WHAT IS BEING ASKED »
Repeat all of the rows below word for word, without changing or leaving out anything.

MATERIAL »

● ● ● ● ● ● ●

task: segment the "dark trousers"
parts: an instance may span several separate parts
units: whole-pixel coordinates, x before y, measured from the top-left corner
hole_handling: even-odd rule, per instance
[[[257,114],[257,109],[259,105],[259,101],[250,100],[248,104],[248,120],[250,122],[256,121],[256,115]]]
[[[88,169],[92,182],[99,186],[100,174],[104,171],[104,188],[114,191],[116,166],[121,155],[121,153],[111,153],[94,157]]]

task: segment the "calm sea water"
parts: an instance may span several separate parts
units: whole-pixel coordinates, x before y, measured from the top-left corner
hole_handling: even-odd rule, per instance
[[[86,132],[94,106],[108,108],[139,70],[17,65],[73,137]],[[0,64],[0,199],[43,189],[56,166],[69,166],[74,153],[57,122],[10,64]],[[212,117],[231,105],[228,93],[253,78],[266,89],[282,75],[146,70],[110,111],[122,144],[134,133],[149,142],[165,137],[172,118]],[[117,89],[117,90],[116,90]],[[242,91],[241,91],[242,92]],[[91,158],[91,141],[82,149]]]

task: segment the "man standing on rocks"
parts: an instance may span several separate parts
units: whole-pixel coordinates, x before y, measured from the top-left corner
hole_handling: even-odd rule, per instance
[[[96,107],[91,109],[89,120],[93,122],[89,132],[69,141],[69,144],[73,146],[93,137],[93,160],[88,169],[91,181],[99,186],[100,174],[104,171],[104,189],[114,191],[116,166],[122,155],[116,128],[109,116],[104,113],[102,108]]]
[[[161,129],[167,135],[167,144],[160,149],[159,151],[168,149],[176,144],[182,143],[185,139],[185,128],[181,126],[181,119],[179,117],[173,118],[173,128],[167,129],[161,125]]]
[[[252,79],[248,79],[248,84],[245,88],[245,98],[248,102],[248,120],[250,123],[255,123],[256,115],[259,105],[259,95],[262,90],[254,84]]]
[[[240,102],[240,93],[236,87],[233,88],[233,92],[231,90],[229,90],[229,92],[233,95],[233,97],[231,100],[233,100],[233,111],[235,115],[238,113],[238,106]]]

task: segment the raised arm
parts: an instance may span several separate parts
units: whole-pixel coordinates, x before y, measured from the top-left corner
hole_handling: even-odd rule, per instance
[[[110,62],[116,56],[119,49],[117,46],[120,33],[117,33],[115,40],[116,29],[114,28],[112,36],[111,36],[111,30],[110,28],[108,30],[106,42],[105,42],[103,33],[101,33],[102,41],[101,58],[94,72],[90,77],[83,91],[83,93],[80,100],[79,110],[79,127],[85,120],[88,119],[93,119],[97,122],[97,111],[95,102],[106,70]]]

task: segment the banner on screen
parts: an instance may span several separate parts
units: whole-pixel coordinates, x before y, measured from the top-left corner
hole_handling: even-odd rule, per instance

● ● ● ● ● ● ●

EXPECTED ANSWER »
task: segment the "dark trousers"
parts: an instance may span several separate parts
units: whole-pixel coordinates, x before y, measured from the top-left corner
hole_handling: even-odd rule, per instance
[[[257,114],[257,109],[259,105],[259,101],[250,100],[248,104],[248,120],[250,122],[256,121],[256,115]]]
[[[88,169],[92,182],[99,186],[100,174],[104,171],[104,188],[114,191],[116,166],[121,155],[121,153],[111,153],[94,157]]]

task: segment the "calm sea water"
parts: an instance may span several separate parts
units: whole-pixel coordinates, x before y, measured from the top-left corner
hole_handling: even-odd rule, per instance
[[[86,132],[94,106],[108,108],[139,70],[17,65],[73,137]],[[0,64],[0,199],[43,189],[56,166],[69,166],[74,153],[57,122],[10,64]],[[212,117],[231,105],[228,93],[253,78],[266,89],[282,75],[146,70],[110,111],[122,144],[134,133],[149,142],[165,137],[172,118]],[[117,89],[117,90],[116,90]],[[242,91],[241,91],[242,92]],[[91,158],[91,141],[82,149]]]

task: segment the "man standing on rocks"
parts: an instance may span several separate parts
units: whole-pixel coordinates, x before y, measured from the top-left corner
hole_handling: even-odd rule, per instance
[[[96,107],[91,109],[89,120],[93,122],[89,132],[69,141],[69,144],[73,146],[93,137],[93,160],[88,169],[91,181],[99,186],[100,174],[104,171],[104,189],[114,191],[116,166],[122,155],[116,128],[109,116],[104,113],[102,108]]]
[[[161,129],[167,135],[167,144],[160,149],[159,151],[168,149],[176,144],[182,143],[185,139],[185,128],[181,126],[181,119],[179,117],[173,118],[173,128],[167,129],[161,125]]]
[[[252,79],[248,79],[248,84],[245,88],[245,98],[248,102],[248,120],[250,123],[255,123],[256,115],[259,105],[259,95],[262,90],[254,84]]]
[[[240,102],[240,93],[236,87],[233,88],[233,92],[231,90],[229,90],[229,92],[233,95],[233,97],[231,100],[233,100],[233,111],[235,115],[238,113],[238,106]]]

task: segment the raised arm
parts: an instance may span several separate parts
units: whole-pixel coordinates, x before y, measured from the top-left corner
hole_handling: even-odd rule, per instance
[[[110,62],[116,56],[119,49],[117,46],[120,33],[117,33],[115,40],[116,29],[114,28],[112,36],[111,36],[111,30],[110,28],[108,30],[106,42],[105,42],[103,33],[101,33],[102,41],[101,58],[94,72],[90,77],[83,91],[83,93],[80,100],[79,110],[79,127],[85,120],[88,119],[93,119],[97,122],[97,111],[95,102],[106,70]]]

task: segment the banner on screen
parts: an instance may span several separate parts
units: whole-pixel coordinates, x before y, measured from the top-left corner
hole_handling: even-odd rule, per instance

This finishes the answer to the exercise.